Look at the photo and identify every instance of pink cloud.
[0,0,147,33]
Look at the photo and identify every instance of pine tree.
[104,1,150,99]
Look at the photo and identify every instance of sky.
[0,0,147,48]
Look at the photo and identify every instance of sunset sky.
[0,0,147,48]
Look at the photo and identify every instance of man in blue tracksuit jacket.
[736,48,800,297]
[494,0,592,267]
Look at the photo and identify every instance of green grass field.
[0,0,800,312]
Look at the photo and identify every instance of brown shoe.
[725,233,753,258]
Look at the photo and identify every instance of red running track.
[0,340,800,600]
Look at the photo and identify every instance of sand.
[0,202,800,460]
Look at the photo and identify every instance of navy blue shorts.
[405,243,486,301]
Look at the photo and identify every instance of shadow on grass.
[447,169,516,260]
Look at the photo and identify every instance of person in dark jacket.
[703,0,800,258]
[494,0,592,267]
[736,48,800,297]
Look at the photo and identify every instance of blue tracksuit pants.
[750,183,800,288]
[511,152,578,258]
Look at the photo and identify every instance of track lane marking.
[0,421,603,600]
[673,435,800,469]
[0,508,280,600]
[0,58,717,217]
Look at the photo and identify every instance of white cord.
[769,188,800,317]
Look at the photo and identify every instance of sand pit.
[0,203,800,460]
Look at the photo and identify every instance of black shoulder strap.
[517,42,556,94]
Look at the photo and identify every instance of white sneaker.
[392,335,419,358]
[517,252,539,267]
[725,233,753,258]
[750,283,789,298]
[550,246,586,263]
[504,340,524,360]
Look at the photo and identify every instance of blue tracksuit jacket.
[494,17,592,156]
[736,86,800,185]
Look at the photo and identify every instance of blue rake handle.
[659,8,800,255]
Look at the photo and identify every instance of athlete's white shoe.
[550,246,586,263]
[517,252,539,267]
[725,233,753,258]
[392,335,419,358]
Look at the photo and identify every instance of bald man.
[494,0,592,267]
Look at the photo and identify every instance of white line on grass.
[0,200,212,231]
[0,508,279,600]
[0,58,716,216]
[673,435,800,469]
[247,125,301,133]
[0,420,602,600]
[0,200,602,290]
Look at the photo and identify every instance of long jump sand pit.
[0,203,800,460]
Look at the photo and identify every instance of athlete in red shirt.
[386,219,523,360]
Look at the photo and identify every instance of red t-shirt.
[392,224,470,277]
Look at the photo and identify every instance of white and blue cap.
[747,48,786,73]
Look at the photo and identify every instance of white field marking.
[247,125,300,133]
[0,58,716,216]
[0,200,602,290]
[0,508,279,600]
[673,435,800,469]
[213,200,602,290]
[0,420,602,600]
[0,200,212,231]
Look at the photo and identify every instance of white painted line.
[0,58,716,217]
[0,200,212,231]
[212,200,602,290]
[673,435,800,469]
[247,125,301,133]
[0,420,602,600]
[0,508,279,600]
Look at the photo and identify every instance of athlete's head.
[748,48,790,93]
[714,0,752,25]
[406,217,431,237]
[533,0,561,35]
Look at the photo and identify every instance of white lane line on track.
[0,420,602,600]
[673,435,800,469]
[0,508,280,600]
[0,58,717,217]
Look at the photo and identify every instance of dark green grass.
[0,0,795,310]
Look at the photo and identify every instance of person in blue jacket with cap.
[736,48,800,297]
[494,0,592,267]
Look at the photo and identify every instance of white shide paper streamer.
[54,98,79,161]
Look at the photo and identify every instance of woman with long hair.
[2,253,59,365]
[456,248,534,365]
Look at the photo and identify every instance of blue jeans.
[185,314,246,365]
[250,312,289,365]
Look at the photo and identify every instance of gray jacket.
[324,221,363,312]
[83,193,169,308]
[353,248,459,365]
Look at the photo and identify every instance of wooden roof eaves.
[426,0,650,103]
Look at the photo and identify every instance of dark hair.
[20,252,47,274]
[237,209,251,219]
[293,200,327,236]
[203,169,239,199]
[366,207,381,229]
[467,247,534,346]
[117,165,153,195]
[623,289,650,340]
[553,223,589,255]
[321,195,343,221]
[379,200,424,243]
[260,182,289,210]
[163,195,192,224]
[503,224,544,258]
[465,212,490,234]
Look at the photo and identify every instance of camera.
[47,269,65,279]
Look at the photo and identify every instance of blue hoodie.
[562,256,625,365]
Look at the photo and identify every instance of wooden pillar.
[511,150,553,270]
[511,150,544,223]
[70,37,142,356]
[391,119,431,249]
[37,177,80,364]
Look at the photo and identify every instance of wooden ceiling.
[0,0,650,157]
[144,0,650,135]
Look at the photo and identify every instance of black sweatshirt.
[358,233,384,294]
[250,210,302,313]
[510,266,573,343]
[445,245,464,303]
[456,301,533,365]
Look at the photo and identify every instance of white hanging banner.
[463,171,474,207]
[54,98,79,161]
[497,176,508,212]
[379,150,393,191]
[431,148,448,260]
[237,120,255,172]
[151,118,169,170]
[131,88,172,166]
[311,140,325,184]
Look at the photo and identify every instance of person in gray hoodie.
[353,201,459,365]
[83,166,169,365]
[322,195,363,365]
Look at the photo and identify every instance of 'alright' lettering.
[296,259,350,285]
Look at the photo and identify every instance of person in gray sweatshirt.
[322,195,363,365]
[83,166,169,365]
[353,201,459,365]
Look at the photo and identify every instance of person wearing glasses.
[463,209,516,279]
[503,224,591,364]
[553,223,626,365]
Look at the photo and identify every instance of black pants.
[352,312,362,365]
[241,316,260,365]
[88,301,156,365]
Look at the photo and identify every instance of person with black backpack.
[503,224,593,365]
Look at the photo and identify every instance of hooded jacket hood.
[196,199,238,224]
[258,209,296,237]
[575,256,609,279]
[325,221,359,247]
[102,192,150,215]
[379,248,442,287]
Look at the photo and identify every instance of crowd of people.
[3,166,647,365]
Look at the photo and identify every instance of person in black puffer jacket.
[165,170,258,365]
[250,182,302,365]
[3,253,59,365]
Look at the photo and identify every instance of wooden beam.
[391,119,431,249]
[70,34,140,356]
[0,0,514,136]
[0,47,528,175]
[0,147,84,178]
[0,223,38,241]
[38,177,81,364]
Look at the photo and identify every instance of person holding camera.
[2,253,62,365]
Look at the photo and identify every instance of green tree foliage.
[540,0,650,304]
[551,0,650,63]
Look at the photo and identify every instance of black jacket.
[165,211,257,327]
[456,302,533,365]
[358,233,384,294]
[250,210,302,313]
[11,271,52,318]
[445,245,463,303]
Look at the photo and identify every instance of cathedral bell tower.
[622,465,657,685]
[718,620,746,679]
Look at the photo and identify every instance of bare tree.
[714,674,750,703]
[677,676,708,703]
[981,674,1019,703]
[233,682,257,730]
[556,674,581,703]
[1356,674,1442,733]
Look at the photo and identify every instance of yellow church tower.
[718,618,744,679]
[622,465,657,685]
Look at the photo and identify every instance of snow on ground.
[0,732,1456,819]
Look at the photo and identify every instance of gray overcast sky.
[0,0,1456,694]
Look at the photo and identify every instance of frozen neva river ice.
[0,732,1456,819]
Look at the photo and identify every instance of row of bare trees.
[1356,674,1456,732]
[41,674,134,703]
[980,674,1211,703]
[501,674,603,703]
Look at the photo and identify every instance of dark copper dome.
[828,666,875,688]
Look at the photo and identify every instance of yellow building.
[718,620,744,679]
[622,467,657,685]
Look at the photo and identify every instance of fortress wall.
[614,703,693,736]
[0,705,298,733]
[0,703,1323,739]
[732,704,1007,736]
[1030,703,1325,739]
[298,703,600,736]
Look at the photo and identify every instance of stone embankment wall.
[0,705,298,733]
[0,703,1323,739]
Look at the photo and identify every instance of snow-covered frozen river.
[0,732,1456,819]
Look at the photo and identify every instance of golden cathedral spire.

◆ ◆ ◆ ◆ ◆ ◆ ◆

TASK GOAL → Scale the stretch of material from its beginning through the line containing "[517,42,556,94]", both ends included, by restating every line with each request unchanged and every bounding-box coordinate multiplied by 2. Round the results to whole numbers, rounding halves up.

RESULT →
Look at the photo and identify every instance of pink cloud.
[0,0,294,66]
Look at the photo and identify every instance of pine tree.
[208,2,300,198]
Look at the photo and identify every instance of sky.
[0,0,294,96]
Look at the photo and identify every instance of sunset sky.
[0,0,294,96]
Look at the photo and identify every instance of man in blue tracksuit jacket.
[1472,96,1600,594]
[988,0,1184,534]
Look at the photo and identify every instance of green grass field.
[0,0,1600,624]
Look at the photo and identify every instance of brown shoe.
[1450,466,1506,516]
Look at the photo and identify every instance of red running track.
[0,680,1600,1200]
Look at the photo and identify every instance of sand.
[0,404,1600,920]
Look at the photo and identify every instance of navy blue shorts.
[810,486,972,602]
Look at the photo and identify every instance of shadow on grass.
[894,338,1032,520]
Look at the photo and identify every instance of person in dark jacket.
[1406,0,1600,516]
[988,0,1184,534]
[1472,96,1600,594]
Look at the photo and identify every instance of blue tracksuit pants.
[1500,366,1600,576]
[1022,304,1156,516]
Look at the photo and identify every instance of track lane marking.
[0,842,1206,1200]
[1346,870,1600,938]
[0,1016,560,1200]
[0,116,1434,434]
Look at the photo and identify every instance of white cord.
[1538,376,1600,634]
Look at the photo and identify every instance of sand pit.
[0,406,1600,920]
Look at the photo and identify every instance of black shoulder strap.
[1034,84,1112,188]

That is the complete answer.